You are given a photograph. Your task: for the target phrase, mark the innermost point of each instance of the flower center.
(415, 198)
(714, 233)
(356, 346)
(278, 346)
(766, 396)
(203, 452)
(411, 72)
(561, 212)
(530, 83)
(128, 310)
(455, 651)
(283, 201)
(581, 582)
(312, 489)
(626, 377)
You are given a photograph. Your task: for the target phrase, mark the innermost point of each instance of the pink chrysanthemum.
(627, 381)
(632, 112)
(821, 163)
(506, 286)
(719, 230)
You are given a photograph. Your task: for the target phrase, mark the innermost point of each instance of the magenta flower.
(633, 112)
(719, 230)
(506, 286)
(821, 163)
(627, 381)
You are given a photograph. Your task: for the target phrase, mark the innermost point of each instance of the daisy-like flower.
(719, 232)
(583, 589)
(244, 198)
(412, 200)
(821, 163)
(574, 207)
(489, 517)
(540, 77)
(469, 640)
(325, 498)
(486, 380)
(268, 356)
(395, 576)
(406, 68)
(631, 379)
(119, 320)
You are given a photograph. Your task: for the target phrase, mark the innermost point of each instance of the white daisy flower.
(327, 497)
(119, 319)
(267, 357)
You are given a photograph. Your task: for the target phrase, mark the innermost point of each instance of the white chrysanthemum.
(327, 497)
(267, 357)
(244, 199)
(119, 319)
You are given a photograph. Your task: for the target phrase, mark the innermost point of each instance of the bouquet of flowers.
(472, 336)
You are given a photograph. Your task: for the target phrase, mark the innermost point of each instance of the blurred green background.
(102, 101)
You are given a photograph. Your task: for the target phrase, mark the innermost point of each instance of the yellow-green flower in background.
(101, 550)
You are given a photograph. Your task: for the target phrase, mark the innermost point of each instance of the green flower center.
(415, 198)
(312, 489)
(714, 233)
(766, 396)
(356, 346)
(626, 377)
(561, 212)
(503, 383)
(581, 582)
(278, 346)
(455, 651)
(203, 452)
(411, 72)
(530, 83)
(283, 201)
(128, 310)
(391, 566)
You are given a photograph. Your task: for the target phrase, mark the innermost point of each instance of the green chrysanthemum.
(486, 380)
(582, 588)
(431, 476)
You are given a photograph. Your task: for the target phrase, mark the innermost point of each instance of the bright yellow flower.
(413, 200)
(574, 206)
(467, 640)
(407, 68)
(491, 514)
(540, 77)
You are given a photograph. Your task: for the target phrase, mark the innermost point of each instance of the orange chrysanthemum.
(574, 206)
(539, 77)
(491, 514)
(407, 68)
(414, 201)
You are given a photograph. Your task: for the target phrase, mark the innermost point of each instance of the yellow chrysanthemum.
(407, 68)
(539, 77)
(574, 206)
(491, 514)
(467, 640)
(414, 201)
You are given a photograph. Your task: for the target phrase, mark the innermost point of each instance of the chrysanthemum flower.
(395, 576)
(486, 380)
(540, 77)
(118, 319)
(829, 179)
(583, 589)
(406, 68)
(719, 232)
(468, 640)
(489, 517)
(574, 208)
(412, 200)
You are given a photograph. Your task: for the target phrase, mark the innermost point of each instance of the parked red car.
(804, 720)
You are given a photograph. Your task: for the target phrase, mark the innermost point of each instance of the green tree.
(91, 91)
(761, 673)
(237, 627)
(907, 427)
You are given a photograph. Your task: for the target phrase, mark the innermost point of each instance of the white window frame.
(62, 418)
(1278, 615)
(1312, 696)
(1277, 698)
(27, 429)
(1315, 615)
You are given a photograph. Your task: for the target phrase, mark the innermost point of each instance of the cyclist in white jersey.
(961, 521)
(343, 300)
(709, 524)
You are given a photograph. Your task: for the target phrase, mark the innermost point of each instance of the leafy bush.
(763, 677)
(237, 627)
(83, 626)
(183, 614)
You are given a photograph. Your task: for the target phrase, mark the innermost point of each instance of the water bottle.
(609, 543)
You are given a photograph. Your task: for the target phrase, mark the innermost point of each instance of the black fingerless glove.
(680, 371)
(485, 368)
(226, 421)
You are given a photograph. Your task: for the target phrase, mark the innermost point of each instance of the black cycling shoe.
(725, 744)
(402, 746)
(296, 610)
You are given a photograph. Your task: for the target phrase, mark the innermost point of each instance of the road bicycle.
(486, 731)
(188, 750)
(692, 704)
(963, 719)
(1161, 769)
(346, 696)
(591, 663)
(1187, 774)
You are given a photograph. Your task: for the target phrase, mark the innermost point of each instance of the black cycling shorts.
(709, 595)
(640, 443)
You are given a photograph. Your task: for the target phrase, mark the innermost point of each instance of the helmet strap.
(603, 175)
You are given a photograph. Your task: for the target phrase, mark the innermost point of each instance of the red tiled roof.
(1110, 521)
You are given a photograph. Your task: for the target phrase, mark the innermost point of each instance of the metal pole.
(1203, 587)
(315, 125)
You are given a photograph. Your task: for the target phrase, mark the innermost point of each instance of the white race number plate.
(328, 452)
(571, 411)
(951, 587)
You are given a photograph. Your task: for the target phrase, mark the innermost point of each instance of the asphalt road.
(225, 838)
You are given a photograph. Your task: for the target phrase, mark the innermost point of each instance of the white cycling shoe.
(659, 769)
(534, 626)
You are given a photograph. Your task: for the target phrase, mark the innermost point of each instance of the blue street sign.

* **Exercise directions**
Output the lines above as a JSON list of strings, one string per line, with blank lines omitted.

* **Reply to the task**
[
  "You are given a photograph. Your task: for the target phrase, mark the innermost point of each instance of the flower center.",
  "(415, 198)",
  "(714, 233)",
  "(356, 346)",
  "(278, 346)",
  "(766, 396)",
  "(203, 452)",
  "(411, 72)",
  "(561, 212)",
  "(530, 83)",
  "(128, 310)",
  "(455, 651)",
  "(283, 201)",
  "(581, 582)",
  "(312, 489)",
  "(626, 377)",
  "You are given a photograph. Your task: for the target phrase, mark the innermost point of each instance of the pink chrysanthemum.",
  "(627, 381)",
  "(632, 112)",
  "(821, 163)",
  "(506, 286)",
  "(719, 230)",
  "You are given a photograph. Your task: for the target phrase, mark the innermost point of each instance of the magenta flower.",
  "(633, 112)",
  "(719, 230)",
  "(506, 286)",
  "(821, 163)",
  "(627, 381)",
  "You are given a photograph. Your task: for the target phrase, mark the innermost point of each instance of the daisy-like flower.",
  "(719, 232)",
  "(583, 589)",
  "(244, 198)",
  "(412, 200)",
  "(821, 163)",
  "(574, 207)",
  "(489, 517)",
  "(540, 77)",
  "(469, 640)",
  "(325, 498)",
  "(486, 380)",
  "(268, 356)",
  "(395, 576)",
  "(406, 68)",
  "(631, 379)",
  "(119, 320)",
  "You are given a photograph. Your task: for the target phrase, mark the innermost point of each instance of the white daisy flower.",
  "(327, 497)",
  "(119, 319)",
  "(267, 357)",
  "You are given a photograph. Your task: for the target phrase, mark the innermost point of each instance of the white chrysanthemum.",
  "(327, 497)",
  "(267, 357)",
  "(244, 199)",
  "(119, 319)",
  "You are given a photograph. Your task: for the target phrase, mark the innermost point of each instance of the bouquet of flowers.",
  "(472, 336)",
  "You are given a photograph. Your task: for the target phrase, mark the innermost point of each instance of the blurred green background.",
  "(102, 101)",
  "You are given a photograph. Your task: for the target phrase, mark the innermost point of each instance of the yellow-green flower in background.",
  "(101, 550)",
  "You are given a photograph. Your task: for the target phrase, mark the innermost point of each instance of the green flower center.",
  "(415, 198)",
  "(312, 489)",
  "(714, 233)",
  "(766, 396)",
  "(356, 346)",
  "(626, 377)",
  "(561, 212)",
  "(503, 383)",
  "(581, 582)",
  "(278, 346)",
  "(455, 651)",
  "(203, 452)",
  "(411, 72)",
  "(530, 83)",
  "(283, 201)",
  "(128, 310)",
  "(391, 566)",
  "You are given a photograph. Your task: for the target phrase, mark the innermost point of each instance of the green chrysanthemum.",
  "(486, 380)",
  "(582, 588)",
  "(431, 476)",
  "You are given a photograph. Your task: for the target phrase, mark the innermost point of each instance of the bright yellow flower.",
  "(413, 200)",
  "(574, 206)",
  "(467, 640)",
  "(407, 68)",
  "(491, 514)",
  "(540, 77)",
  "You are given a photograph. Your task: for the target phrase, mark the innermost point of each instance of the orange chrysanthemum.",
  "(574, 206)",
  "(539, 77)",
  "(491, 514)",
  "(407, 68)",
  "(414, 201)",
  "You are given a photograph. Your task: for the target phrase, mark the innermost point of each instance of the yellow chrysanthemum.",
  "(407, 68)",
  "(539, 77)",
  "(574, 206)",
  "(491, 514)",
  "(467, 640)",
  "(414, 201)",
  "You are given a photograph. Your task: for the target phrase, mark the innermost point of each instance of the chrysanthemum flower.",
  "(395, 576)",
  "(486, 380)",
  "(540, 77)",
  "(118, 319)",
  "(829, 179)",
  "(583, 589)",
  "(406, 68)",
  "(719, 232)",
  "(468, 640)",
  "(489, 517)",
  "(574, 208)",
  "(412, 200)",
  "You are given a photograph. Your task: for the target phrase, mark the innermost point of each instance of the parked red car.",
  "(804, 720)",
  "You are given a photograph. Your task: for the target phrase, mark the innermost point of each instance of the green tree.",
  "(91, 91)",
  "(761, 673)",
  "(237, 627)",
  "(907, 427)",
  "You are given a photograph. Your task: for the target phrase, mark the innermost point of each instance of the white window frame.",
  "(62, 418)",
  "(1278, 615)",
  "(1312, 696)",
  "(1277, 698)",
  "(27, 429)",
  "(1315, 615)",
  "You are given a photograph. Your task: for the target phrase, mark the innermost point of each instance of the cyclist in white jersey.",
  "(961, 521)",
  "(343, 300)",
  "(709, 524)",
  "You are given a photograph. Your task: for the target phrase, mark the innermost point of each instance of the leafy bush.",
  "(763, 677)",
  "(237, 627)",
  "(83, 626)",
  "(183, 614)",
  "You are given a photograph. Your task: for the target phrase, mark the innermost point of each instance of the water bottle.",
  "(609, 543)",
  "You are given a photograph. Your task: for the target phrase, mark the innermost point of each instance of the black fingerless glove.",
  "(680, 371)",
  "(485, 368)",
  "(226, 421)",
  "You are given a photograph. Your task: for the target phrase, mark the innermost point of each instance of the black cycling shoe.",
  "(725, 744)",
  "(402, 746)",
  "(296, 610)",
  "You are given a photograph. Your task: for the target phrase, mark the innermost point of each instance of the road bicycle.",
  "(486, 731)",
  "(188, 750)",
  "(692, 704)",
  "(963, 719)",
  "(1161, 769)",
  "(346, 696)",
  "(591, 663)",
  "(1187, 774)",
  "You are given a photograph. Your task: for the target phrase, mark the innermost point of each instance of the black cycling shorts.",
  "(709, 595)",
  "(640, 443)",
  "You are given a photograph. Your task: for the target phrase, mark the innermost point of each instance of the helmet strap.",
  "(603, 175)",
  "You are given a photograph. Your task: for the target phrase, mark the innermost point of each instance of the red tiled roof.",
  "(1110, 521)",
  "You are given a photograph. Your task: for the target phrase, mark the innermost point of each instance of the metal pole.",
  "(1203, 587)",
  "(315, 125)",
  "You are given a photograph. Your task: for the target phrase, mark the innermost point of each instance of the white race number plate.",
  "(328, 452)",
  "(571, 411)",
  "(951, 587)",
  "You are given a photograph. Your task: for the target phrase, mark the innermost point of each instance of the asphalt road.",
  "(225, 838)",
  "You are given a photograph. Your task: for the target phrase, mark the innermost point of each instance of the white cycling shoe.",
  "(659, 769)",
  "(534, 626)",
  "You are given a photograph. Your task: for the target phrase, mark the innermost point of each instance of the blue street sign."
]